- Supplied passage
▶
When our troops, by forced marches, reached Mons on August 22nd, 1914, the primary business of the British Force was to prolong the French line of resistance in a north-westerly direction. The natural country feature which was geographically indicated for this purpose was the high road which runs from Charleroi through Binche to Mons, and this was the line for which our troops were originally destined. In effect, however, this line proved to be impracticable, for the simple reason that, when we reached it, the Germans were already in possession of Charleroi, and the French on our right had fallen back beyond the point of prolongation of this line. For the British Force in these circumstances to have occupied the Mons—Charleroi road would have laid it open to the very great risk—if not certainty—of being cut off and completely isolated. In these circumstances there was no alternative but to range our 1st A.C. along the Mons—Beaumont road, in rear of the original position contemplated, while the 2nd A.C. lined the canal between Mons and Condé. The position was not ideal, the formation being that of a broad arrow, with the two Army Corps practically at right angles to one another. However, it was the best that offered in the peculiar circumstances of the case. As it turned out in the end, the entire attack at Mons fell on the 2nd A.C., which lay back at an angle of forty-five degrees from the general line of defence. The battle of Mons may, therefore, in a sense be looked upon as an attempt at a flanking or enveloping movement on the part of the enemy, which was frustrated by the interposition of our troops.
In view of the fact that the scene of the first shock with the enemy was fixed by necessity and not by choice, the Mons canal may be considered as a fortunate feature in the landscape. It ran sufficiently true to the required line to offer an obvious line of defence, and an ideal one, except for the flagrant defect that, after running from Condé to Mons in a mathematically straight line, on reaching the town it flings off to the north in a loop some two miles long by one and a half miles across. This loop, as well as the straight reach to Condé, was occupied by our troops. The formation of the British army, then, was not only that of a broad arrow, but of a broad arrow with a loop two miles long by a mile and a half across projecting from the point. Such a position could obviously not be held for long, and Sir Horace Smith-Dorrien, recognizing this, had prepared in advance a second and more defensible line running through Frameries, Paturages, Wasmes and Boussu. To this second line the troops were to fall back as soon as the salient became untenable. A glance at the map will serve to show that the effect of swinging back the right of the 2nd A.C. to this new position would be to at once bring the whole British Army into line, with a frontage facing the advance of the enemy from the north-east. In view, however, of the preparedness of the Germans and the comparative unpreparedness of the Allies, time was a factor in the case of the very first importance, and therefore the passage of the canal had to be opposed, if only for purposes of delay. It is important, however, to keep in mind that the real line which it was intended to defend at Mons was this second line. The intention was never carried out, because it was anticipated by an unexpected and most unwelcome order to retire in conformity with French movements on the right, which upset all plans.
In the meanwhile, the enemy's entry into Mons itself had to be delayed as long as possible, which meant that the canal salient, bad as it was, had perforce to be defended. This dangerous but most responsible duty was entrusted to Sir Hubert Hamilton with his 3rd Division, and, as a matter of fact, the battle of Mons in the end proved to be practically confined to the three brigades of this division.
◀
- Records supplied
▶
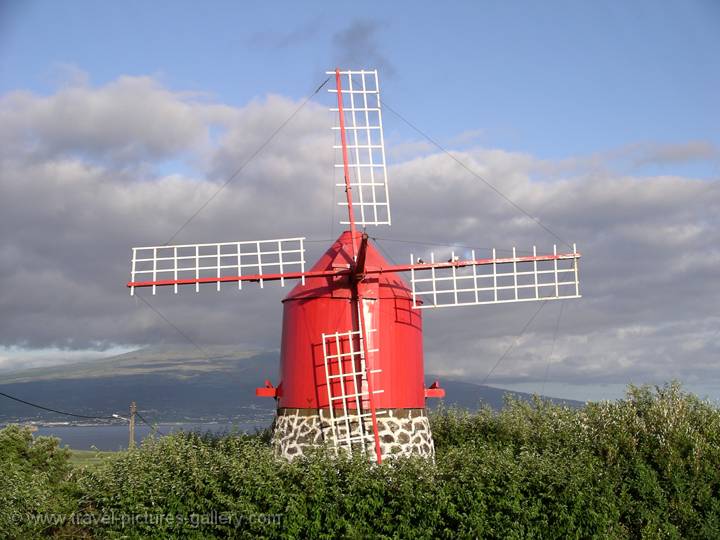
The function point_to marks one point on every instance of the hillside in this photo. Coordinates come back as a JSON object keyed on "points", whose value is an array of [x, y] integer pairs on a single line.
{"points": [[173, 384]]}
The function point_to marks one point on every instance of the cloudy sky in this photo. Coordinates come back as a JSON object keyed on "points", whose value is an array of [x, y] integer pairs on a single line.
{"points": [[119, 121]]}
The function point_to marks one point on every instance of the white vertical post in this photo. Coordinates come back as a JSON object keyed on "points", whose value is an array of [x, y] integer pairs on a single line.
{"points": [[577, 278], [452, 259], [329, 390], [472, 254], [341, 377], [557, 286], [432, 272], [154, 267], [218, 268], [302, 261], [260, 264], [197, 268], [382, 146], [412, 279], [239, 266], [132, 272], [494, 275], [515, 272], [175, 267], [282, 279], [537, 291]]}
◀
▶
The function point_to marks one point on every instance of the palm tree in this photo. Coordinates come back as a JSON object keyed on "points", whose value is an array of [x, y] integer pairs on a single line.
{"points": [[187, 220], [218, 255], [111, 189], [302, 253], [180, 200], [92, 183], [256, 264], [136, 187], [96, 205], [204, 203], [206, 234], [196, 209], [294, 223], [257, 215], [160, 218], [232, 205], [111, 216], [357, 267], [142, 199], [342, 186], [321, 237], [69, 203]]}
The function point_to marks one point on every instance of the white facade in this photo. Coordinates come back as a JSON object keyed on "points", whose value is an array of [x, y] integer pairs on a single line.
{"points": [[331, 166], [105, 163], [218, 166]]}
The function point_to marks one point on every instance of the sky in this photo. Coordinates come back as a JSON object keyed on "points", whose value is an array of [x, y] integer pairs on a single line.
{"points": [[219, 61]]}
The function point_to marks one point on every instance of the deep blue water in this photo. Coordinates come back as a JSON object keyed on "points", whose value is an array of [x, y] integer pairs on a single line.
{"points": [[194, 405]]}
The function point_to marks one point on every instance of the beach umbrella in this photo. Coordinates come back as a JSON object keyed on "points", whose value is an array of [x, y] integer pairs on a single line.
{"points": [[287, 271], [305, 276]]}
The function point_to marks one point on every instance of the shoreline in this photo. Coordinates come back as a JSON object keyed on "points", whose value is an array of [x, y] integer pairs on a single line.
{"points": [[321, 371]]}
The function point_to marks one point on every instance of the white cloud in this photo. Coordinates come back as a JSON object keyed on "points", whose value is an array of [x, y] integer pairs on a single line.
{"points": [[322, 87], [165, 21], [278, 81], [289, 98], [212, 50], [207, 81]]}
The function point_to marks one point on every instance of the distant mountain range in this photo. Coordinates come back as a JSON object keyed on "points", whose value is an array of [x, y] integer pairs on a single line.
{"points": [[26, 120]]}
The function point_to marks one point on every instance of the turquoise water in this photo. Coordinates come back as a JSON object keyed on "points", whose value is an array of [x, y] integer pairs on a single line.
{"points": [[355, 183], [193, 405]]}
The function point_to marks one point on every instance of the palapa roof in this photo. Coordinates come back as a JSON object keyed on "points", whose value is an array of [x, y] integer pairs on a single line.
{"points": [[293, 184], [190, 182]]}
◀
- Your task
According to the passage on the battle of Mons, who was given the duty of defending the canal salient, and with which division?

- The response
Sir Hubert Hamilton, with his 3rd Division.